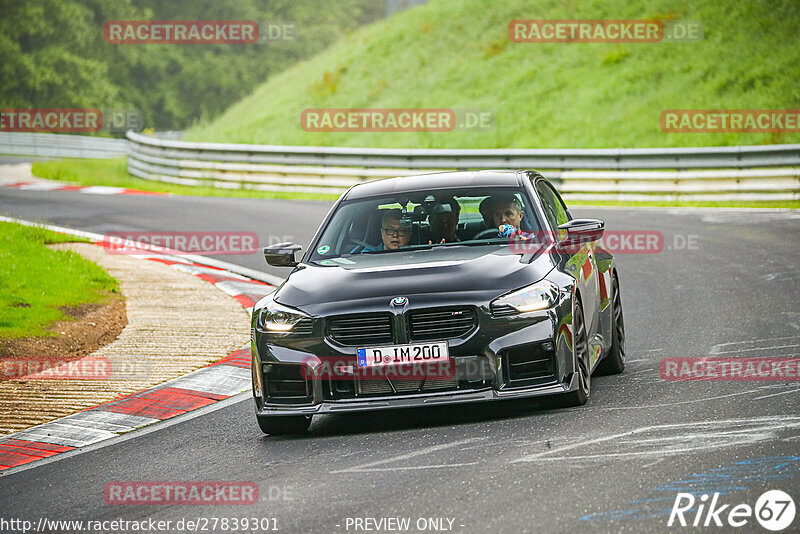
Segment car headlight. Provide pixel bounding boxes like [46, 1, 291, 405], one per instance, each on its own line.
[492, 280, 558, 313]
[257, 300, 308, 333]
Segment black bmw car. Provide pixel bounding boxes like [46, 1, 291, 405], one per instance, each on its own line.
[251, 171, 625, 434]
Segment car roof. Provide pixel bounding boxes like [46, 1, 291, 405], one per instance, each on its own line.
[343, 170, 520, 200]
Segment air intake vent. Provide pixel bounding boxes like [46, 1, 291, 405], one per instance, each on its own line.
[289, 319, 314, 336]
[492, 304, 519, 317]
[410, 308, 477, 341]
[328, 314, 393, 347]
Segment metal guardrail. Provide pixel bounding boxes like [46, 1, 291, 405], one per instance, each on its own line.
[0, 132, 127, 158]
[127, 132, 800, 201]
[0, 132, 800, 201]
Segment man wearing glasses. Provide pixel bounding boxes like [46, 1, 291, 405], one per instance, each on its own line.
[361, 209, 411, 252]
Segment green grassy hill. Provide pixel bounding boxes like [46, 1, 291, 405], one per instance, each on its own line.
[186, 0, 800, 148]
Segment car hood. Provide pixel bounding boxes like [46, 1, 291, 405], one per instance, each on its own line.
[274, 247, 554, 315]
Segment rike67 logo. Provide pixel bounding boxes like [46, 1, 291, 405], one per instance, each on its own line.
[667, 490, 795, 532]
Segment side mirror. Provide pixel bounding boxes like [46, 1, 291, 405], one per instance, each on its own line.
[558, 219, 606, 251]
[264, 241, 303, 267]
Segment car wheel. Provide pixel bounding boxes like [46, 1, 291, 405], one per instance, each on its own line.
[256, 415, 311, 436]
[597, 276, 625, 375]
[559, 301, 592, 407]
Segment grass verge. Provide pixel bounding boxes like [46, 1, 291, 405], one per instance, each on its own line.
[33, 158, 338, 201]
[28, 158, 800, 209]
[0, 222, 119, 339]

----------

** Task objective **
Reproduce all of the records above word for word, omitting the pictures from your reproduction.

** Solution to this exercise **
Segment car headlight. Provide pixel bounding boxes like [46, 1, 291, 405], one per instance, each on its own line.
[492, 280, 558, 313]
[257, 300, 308, 333]
Segment black bmw car. Provide pixel bounding boxes like [46, 1, 291, 405], one per instance, each on its own line.
[251, 171, 625, 434]
Segment car roof. Provide pixel bounding boxes like [46, 1, 291, 405], one per instance, each on its own line.
[343, 170, 520, 200]
Segment air intake vent. Provide pixel bounding boxes like [46, 1, 291, 405], one per instance, each on its own line.
[289, 319, 314, 336]
[492, 304, 519, 317]
[410, 308, 477, 341]
[328, 314, 393, 347]
Segment metal guardrail. Provide pixel bounding boxes like [46, 1, 291, 405], one per instance, each on its own line.
[0, 132, 127, 158]
[127, 132, 800, 201]
[0, 132, 800, 201]
Segment man wearing glasses. Provide pixel bounding boxes like [46, 1, 291, 405], one per instance, each on its own line.
[361, 209, 411, 252]
Segment green grassy hill. Provide pixel bounding boxes like [46, 1, 291, 405], one per instance, each on its own line.
[186, 0, 800, 148]
Segment car hood. Provide pixel bounding boxes like [46, 1, 291, 405], one per instance, each on its own line.
[274, 247, 554, 315]
Segment rike67 logo. Provide pixel bounding boxes like [46, 1, 291, 405], one per instance, each on its own line.
[667, 490, 795, 532]
Segment side mirror. Provide pixel bounding boxes like [46, 1, 291, 405], one per instance, each on its own line.
[558, 219, 606, 251]
[264, 241, 303, 267]
Segment car wheel. Provide pixel bounding boxes like [46, 1, 291, 405], one per instance, each on its own line.
[256, 415, 311, 436]
[597, 276, 625, 375]
[559, 301, 592, 407]
Segment grass verge. Provide pixel bounding boxes like [46, 1, 291, 405], one per instance, each on its own line.
[33, 158, 338, 201]
[28, 158, 800, 209]
[0, 222, 119, 339]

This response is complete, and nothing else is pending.